→ Bounding box annotation entries
■ ■ ■ ■ ■
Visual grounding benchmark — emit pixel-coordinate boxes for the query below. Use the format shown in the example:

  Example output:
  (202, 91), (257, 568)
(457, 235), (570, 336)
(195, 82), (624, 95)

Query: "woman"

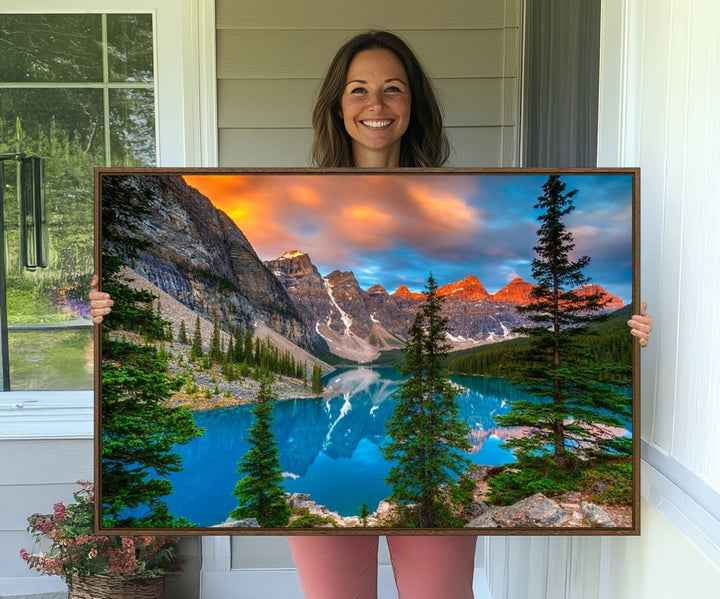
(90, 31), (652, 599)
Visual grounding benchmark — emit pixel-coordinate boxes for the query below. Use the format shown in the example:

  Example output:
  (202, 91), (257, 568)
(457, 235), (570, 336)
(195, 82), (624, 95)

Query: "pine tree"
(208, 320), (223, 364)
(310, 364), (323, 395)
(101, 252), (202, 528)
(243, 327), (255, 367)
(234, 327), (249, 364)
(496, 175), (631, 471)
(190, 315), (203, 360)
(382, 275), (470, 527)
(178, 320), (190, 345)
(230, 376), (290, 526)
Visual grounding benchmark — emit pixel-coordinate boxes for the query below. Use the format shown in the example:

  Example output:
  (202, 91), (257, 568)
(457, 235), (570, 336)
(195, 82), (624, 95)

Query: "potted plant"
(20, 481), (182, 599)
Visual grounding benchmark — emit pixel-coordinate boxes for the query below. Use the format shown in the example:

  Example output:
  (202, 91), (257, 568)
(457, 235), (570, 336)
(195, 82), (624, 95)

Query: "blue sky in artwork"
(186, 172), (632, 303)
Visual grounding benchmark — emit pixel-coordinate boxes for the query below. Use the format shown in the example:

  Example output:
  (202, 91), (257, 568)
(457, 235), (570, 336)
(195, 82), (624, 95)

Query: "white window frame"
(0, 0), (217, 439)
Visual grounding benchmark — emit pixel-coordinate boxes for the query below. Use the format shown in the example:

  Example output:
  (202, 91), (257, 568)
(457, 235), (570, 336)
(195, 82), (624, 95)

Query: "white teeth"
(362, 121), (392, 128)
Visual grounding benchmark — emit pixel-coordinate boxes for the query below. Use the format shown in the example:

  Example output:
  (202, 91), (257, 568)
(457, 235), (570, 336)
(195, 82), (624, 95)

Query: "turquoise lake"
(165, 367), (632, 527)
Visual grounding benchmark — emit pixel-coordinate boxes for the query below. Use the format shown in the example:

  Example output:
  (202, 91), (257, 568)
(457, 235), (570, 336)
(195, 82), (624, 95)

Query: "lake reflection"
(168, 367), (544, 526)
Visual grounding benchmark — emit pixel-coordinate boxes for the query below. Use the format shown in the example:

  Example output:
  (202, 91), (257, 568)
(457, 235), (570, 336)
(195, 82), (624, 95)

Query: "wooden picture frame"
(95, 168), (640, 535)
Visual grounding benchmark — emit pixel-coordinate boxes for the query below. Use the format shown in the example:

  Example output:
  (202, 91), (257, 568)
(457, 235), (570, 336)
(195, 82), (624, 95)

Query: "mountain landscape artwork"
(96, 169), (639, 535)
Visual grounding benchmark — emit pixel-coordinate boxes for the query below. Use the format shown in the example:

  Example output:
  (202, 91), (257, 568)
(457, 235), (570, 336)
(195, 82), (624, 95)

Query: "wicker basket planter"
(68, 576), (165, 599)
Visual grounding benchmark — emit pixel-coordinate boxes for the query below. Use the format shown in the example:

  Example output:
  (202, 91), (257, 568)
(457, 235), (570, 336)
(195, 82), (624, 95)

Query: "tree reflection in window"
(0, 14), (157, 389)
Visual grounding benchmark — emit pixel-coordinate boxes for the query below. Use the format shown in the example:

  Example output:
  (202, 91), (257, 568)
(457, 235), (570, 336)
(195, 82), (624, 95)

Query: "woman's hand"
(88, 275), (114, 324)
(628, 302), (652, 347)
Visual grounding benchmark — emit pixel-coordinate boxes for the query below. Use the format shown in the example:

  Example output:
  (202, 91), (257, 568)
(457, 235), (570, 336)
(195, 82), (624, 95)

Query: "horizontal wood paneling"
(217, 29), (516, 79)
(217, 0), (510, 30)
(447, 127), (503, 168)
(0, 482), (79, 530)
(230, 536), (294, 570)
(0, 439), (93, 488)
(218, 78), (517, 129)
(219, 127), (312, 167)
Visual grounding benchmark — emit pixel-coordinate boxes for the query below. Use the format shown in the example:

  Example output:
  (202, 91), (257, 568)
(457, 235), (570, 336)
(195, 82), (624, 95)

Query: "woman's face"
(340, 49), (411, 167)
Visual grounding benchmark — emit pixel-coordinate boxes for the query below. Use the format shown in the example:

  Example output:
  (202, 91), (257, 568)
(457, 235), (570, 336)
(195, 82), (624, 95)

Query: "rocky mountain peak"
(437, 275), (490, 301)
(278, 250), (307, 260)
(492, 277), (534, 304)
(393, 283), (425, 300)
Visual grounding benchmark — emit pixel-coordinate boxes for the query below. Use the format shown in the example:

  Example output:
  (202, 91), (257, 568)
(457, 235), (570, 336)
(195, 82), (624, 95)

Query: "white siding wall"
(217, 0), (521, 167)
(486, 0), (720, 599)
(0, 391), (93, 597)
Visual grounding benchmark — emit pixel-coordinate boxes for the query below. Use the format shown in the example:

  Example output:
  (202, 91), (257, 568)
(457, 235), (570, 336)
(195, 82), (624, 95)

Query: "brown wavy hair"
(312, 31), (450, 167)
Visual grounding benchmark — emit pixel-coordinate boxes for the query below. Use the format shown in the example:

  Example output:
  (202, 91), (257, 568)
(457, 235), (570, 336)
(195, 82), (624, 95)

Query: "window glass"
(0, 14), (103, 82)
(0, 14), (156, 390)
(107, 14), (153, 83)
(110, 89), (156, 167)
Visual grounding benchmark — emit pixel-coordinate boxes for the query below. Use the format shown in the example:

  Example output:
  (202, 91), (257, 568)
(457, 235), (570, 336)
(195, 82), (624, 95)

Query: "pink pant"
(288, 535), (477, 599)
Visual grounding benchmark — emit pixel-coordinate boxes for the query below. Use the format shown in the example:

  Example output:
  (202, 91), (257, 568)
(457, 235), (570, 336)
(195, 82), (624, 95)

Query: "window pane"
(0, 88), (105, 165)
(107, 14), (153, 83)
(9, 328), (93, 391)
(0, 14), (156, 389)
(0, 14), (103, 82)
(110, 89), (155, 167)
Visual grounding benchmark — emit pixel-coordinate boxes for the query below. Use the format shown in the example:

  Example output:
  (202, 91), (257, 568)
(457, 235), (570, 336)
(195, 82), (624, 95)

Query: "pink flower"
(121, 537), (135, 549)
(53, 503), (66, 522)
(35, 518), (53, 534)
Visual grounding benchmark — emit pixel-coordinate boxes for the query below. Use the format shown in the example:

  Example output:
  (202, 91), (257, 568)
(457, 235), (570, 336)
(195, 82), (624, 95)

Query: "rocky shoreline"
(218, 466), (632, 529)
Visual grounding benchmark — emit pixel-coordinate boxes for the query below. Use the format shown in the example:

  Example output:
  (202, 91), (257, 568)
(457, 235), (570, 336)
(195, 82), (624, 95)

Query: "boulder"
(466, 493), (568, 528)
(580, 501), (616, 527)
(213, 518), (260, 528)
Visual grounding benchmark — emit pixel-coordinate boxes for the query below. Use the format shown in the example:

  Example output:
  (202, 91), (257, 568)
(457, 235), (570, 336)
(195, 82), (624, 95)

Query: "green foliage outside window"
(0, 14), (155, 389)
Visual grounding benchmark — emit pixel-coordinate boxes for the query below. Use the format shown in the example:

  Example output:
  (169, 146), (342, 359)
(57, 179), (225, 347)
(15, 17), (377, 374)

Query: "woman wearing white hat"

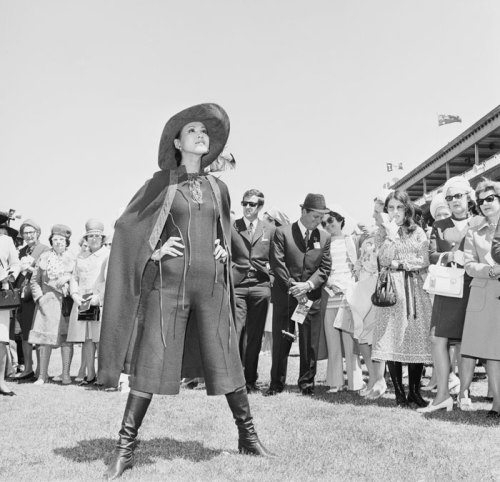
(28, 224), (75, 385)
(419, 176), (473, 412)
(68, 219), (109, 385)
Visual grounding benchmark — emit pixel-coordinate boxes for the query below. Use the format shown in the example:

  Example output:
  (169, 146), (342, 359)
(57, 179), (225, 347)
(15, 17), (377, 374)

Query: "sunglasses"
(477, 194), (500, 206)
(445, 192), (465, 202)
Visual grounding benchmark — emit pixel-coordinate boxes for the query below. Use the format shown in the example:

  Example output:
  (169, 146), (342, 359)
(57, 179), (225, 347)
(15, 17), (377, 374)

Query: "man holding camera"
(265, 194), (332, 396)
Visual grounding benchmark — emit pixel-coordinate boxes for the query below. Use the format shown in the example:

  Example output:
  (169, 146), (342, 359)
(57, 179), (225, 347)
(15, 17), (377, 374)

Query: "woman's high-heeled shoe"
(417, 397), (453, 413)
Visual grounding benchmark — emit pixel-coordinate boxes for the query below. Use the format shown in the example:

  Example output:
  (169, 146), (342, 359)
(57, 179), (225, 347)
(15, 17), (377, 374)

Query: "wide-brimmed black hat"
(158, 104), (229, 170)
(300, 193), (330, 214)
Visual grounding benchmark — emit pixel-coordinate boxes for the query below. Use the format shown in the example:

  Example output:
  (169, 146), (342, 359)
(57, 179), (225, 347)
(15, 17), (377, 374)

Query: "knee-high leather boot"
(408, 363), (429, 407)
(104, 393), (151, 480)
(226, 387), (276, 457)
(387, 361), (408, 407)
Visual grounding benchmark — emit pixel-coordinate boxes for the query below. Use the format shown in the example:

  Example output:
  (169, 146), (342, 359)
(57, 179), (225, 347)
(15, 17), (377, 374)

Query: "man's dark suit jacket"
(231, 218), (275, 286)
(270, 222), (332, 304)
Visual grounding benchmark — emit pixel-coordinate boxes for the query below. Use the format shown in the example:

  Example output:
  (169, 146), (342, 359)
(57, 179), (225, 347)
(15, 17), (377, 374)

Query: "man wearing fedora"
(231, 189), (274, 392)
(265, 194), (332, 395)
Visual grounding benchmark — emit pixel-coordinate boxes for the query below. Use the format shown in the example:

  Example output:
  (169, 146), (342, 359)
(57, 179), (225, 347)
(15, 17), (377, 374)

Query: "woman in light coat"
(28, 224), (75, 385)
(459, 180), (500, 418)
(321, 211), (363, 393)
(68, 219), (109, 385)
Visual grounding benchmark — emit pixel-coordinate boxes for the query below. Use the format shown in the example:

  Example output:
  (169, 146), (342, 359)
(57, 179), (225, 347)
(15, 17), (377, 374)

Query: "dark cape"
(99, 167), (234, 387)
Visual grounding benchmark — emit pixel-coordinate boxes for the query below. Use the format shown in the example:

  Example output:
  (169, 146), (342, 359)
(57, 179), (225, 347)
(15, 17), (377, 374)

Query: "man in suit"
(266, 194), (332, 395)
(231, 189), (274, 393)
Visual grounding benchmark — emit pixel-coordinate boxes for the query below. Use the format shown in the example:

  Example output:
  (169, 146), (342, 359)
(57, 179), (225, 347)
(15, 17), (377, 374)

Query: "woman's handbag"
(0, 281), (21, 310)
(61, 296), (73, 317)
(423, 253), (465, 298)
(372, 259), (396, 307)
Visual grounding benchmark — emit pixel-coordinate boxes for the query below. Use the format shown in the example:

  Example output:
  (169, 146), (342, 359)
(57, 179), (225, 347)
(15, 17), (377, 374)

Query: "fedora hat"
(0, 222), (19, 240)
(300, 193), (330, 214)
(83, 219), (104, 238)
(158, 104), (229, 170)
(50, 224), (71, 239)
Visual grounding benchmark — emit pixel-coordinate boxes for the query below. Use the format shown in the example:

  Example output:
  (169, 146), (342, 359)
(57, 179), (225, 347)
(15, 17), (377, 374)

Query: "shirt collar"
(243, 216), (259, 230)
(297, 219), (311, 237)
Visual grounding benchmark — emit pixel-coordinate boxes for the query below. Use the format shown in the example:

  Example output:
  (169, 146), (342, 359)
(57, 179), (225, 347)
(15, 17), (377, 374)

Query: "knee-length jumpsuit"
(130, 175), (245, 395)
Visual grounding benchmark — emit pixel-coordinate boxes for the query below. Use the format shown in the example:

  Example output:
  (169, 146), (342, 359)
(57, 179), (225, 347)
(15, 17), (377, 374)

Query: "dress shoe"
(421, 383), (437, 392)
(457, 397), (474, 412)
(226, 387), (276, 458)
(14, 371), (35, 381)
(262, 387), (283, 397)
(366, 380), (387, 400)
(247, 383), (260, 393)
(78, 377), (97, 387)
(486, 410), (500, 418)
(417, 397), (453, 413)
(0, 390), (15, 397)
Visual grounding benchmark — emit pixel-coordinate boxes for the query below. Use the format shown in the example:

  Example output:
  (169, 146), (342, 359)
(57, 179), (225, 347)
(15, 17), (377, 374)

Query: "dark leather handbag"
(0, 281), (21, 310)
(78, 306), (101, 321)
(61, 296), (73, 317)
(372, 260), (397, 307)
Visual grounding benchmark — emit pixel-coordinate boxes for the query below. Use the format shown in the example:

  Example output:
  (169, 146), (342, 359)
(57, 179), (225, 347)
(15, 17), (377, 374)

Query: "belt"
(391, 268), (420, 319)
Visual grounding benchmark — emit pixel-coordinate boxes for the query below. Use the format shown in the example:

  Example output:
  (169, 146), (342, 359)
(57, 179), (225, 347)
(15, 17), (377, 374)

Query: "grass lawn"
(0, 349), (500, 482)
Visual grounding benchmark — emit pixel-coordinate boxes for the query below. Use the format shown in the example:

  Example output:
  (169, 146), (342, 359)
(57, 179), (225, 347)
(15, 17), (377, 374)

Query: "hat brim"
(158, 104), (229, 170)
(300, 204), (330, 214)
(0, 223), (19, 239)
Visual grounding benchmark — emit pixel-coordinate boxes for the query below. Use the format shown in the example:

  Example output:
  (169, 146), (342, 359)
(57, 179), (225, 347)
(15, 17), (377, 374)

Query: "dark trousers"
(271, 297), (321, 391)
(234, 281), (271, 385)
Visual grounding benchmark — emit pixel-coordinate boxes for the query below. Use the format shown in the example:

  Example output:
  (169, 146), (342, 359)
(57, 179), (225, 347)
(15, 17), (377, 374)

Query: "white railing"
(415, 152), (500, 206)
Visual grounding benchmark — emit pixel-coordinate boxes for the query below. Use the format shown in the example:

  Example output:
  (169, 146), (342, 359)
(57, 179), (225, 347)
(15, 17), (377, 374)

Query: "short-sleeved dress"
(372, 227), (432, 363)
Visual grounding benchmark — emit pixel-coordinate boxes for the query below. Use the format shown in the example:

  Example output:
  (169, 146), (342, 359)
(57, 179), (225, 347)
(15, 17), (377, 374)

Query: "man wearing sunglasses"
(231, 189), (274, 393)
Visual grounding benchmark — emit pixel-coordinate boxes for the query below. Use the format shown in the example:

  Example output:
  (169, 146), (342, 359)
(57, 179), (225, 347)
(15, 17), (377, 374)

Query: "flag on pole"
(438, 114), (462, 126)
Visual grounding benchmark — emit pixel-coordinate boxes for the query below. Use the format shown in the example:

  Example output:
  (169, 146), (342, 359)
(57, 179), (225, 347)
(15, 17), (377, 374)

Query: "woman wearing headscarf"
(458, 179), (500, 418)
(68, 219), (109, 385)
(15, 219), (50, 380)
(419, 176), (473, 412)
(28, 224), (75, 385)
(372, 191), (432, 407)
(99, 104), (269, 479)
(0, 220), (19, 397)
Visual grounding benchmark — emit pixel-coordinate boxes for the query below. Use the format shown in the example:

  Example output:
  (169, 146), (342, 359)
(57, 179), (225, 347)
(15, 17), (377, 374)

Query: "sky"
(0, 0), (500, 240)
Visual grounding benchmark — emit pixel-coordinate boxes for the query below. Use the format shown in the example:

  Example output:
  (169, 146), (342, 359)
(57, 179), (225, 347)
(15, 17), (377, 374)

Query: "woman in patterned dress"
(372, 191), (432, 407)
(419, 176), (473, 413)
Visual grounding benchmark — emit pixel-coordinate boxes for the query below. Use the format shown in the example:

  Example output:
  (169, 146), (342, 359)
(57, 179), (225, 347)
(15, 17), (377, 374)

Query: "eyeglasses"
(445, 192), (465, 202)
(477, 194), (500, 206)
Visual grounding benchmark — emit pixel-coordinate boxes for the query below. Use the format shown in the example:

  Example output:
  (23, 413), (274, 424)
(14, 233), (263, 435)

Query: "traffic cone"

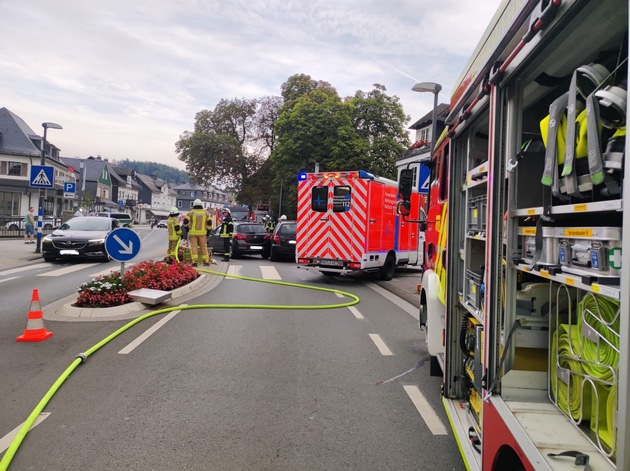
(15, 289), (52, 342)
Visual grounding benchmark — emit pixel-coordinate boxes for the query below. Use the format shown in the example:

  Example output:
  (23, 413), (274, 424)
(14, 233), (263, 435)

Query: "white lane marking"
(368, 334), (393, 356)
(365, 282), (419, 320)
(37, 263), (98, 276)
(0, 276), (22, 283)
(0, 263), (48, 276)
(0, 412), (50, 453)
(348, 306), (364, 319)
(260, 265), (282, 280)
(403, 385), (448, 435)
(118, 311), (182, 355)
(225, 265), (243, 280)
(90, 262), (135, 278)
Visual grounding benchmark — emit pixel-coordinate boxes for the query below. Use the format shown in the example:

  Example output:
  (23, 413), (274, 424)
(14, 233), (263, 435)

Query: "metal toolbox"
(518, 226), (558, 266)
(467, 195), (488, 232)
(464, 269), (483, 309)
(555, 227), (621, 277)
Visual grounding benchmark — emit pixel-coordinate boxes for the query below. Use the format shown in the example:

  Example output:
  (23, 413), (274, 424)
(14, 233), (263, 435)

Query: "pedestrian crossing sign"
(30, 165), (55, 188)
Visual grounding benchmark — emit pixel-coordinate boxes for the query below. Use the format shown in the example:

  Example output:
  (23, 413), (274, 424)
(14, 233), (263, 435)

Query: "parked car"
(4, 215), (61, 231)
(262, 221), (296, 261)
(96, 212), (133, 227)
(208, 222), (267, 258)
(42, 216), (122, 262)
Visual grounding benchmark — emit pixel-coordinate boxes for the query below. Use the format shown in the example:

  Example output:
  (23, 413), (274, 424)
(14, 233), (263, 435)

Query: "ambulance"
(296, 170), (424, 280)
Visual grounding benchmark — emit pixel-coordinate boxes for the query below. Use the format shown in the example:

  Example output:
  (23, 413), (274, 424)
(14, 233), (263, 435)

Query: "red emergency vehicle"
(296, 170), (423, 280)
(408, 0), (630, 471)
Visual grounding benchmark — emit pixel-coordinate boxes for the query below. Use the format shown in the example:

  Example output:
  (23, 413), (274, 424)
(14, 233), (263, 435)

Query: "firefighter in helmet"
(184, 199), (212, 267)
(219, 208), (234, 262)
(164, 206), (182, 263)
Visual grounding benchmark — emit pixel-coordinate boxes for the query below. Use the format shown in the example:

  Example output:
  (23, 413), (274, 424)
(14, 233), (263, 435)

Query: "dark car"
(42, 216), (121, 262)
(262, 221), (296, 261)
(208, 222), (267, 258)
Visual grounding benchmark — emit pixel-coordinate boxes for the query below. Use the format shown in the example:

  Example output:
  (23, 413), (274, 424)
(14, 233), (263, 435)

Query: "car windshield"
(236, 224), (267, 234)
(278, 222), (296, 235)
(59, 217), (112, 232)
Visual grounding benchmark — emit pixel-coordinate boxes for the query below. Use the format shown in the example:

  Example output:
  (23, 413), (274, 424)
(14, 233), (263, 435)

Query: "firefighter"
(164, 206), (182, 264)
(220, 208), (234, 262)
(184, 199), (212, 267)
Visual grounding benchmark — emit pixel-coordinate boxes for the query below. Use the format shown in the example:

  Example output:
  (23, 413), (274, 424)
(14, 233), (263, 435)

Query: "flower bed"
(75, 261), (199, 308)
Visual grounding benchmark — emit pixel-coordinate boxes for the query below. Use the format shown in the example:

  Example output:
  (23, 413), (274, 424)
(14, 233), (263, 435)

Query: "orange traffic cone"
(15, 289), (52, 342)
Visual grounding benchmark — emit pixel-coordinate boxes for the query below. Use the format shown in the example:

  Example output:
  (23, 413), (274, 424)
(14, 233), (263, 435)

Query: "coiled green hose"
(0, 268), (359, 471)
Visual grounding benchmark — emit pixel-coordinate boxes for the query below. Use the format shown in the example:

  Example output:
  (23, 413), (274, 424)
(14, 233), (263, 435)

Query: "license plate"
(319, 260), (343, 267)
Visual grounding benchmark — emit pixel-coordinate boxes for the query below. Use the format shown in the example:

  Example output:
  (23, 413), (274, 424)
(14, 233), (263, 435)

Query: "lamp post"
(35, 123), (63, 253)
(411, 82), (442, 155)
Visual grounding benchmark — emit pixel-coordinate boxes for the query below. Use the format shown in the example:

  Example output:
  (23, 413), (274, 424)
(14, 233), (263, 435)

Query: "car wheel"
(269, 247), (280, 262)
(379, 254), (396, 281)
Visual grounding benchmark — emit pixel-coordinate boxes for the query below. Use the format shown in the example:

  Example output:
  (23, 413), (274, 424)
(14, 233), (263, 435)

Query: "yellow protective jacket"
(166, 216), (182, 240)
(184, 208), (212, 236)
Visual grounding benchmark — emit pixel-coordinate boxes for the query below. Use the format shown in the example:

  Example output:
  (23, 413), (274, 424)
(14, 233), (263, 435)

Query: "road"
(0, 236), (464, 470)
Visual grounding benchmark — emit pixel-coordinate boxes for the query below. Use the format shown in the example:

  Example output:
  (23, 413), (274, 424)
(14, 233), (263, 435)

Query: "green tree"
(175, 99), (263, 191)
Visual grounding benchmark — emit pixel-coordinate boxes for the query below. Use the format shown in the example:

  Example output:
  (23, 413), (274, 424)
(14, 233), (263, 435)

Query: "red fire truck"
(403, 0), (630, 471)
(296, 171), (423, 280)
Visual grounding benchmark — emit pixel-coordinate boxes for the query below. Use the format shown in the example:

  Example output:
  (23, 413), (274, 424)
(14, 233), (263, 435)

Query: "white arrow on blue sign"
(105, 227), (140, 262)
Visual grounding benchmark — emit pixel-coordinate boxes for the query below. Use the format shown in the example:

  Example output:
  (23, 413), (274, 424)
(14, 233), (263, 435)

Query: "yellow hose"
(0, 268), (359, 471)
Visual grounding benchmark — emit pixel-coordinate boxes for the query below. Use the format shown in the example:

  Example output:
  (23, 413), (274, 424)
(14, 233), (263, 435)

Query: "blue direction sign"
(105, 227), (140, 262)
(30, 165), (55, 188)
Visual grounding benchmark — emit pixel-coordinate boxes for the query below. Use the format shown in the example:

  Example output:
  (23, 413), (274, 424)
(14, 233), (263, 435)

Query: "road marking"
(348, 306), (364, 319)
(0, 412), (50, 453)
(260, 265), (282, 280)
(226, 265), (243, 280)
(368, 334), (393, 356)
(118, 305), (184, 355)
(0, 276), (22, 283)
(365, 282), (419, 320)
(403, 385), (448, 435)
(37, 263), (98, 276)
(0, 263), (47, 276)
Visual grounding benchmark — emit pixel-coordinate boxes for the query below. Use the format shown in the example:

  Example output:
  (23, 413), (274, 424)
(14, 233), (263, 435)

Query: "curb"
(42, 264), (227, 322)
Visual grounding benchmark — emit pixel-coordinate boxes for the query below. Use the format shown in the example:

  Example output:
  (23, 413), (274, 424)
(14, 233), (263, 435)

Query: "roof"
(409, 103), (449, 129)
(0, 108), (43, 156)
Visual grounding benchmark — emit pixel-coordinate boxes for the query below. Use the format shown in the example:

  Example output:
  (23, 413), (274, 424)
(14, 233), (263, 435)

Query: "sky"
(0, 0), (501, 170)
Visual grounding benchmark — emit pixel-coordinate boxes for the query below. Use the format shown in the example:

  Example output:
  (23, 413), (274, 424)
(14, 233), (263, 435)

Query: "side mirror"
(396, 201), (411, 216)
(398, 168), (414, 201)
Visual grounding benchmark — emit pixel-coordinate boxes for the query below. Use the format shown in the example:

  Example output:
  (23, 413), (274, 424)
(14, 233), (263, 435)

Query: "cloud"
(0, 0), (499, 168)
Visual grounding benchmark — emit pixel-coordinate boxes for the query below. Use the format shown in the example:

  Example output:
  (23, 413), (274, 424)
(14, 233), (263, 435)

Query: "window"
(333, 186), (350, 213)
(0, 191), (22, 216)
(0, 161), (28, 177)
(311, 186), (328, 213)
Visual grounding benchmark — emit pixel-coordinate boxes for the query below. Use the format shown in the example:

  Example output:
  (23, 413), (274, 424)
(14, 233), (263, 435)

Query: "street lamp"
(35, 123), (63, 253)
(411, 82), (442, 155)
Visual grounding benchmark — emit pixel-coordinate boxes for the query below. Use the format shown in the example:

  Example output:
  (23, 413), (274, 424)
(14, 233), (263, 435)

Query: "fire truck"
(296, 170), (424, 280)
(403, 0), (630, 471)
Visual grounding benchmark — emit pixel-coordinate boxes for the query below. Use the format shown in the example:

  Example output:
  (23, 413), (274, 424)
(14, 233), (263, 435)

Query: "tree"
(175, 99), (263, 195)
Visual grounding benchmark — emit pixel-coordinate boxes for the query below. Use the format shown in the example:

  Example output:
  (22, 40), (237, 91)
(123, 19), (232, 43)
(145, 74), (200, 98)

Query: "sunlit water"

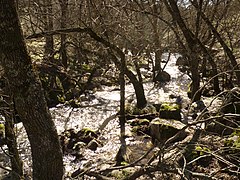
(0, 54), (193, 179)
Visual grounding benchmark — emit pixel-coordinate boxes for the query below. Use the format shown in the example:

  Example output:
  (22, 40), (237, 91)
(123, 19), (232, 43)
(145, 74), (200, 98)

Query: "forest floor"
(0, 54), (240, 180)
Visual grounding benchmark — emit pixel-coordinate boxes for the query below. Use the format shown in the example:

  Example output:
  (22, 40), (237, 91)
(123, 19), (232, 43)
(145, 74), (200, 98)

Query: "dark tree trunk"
■ ■ ■ ■ ■
→ DIRECTIVE
Reproduce the lines above word for word, from the very first one through the line that contains "(230, 376), (290, 526)", including both ends. Leave the pictures out of your answer.

→ WRITTEN RESPONSE
Visual grounding benchmark — emit pixel-coordinate boxes for the query below. Use the format shown in the example:

  Example output:
  (202, 91), (257, 568)
(457, 235), (570, 336)
(195, 82), (624, 95)

Query: "woman"

(90, 31), (652, 599)
Visual grounding benchmark — emit pixel-coordinate boxes for the query below. Use the format shown in the example:

  Example output:
  (202, 91), (257, 568)
(457, 235), (570, 336)
(195, 82), (624, 95)

Query: "pine tree"
(208, 320), (223, 364)
(310, 364), (323, 395)
(101, 252), (202, 528)
(243, 327), (255, 367)
(234, 327), (249, 364)
(496, 175), (631, 471)
(190, 315), (203, 360)
(382, 275), (470, 527)
(178, 320), (190, 345)
(230, 376), (290, 526)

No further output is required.